SELECTED EXCERPT.
I'm just not sure what happens at an international level, or whether other countries have these certification requirements.  It certainly would explain why the British competitors, on the whole, are pretty good riders.

Bedlam, our daughter dislikes the running too!


----------



## Sophiesmum (26 November 2010)

Sorry OP, I failed to reply to your question - here in GB, at almost every pentathlon we have competed at, there is a class run along side as a tetrathlon, which is a class without the riding.  The other disciplines are run within the pentathlon, but a separate score sheet and results for those opting not to ride.  

I agree, the televised Olympic riding phase did not make pretty viewing, but here in the UK they do seem to have got it pretty right I think.  All horses are test ridden, all riders have a certificate of competence, on the whole everyone appears happy, a lot of competitiors have come the PC route and ride well, the competitors without a riding background are a little more wobbly.  It is the international aspect which needs addressing, perhaps the other national bodies do not all have the same stringent requirements.


----------



## highjinx (26 November 2010)

I think a lot of people under estimate the pentathlon and write off the ride phase as wrong.
In the UK for international events their is a vet on sit, the horses are inspected before the test ride and before the competition and at and time that they are required, there is also a horse ambulance on site as with all major events. what you have to realise is how brave and committed these pentathlets are, to be able to get on and jump a strange horse over a 1.20m course.

INFORMATION SUPPLIED.
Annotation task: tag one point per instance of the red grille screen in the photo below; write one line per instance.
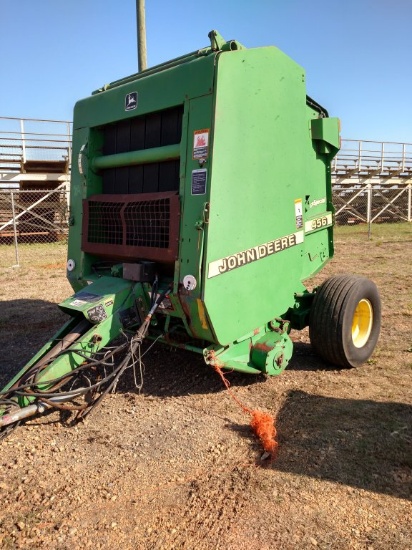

COMPLETE THE FOLLOWING.
- 1) In the pentathlon forum thread, rewrite the passage from "I'm just not" to "pretty good riders.", swapping "certification" for "licensing".
- 2) According to Sophiesmum's post in the pentathlon forum thread, why is the international side of the riding phase the part that needs addressing? Answer in one to three sentences.

WORKED SOLUTIONS.
- 1)
I'm just not sure what happens at an international level, or whether other countries have these licensing requirements.  It certainly would explain why the British competitors, on the whole, are pretty good riders.

- 2) In the UK, every horse is test ridden and every rider holds a certificate of competence, so things there seem to be done pretty right. At the international level, though, the other national bodies may not all have requirements that strict.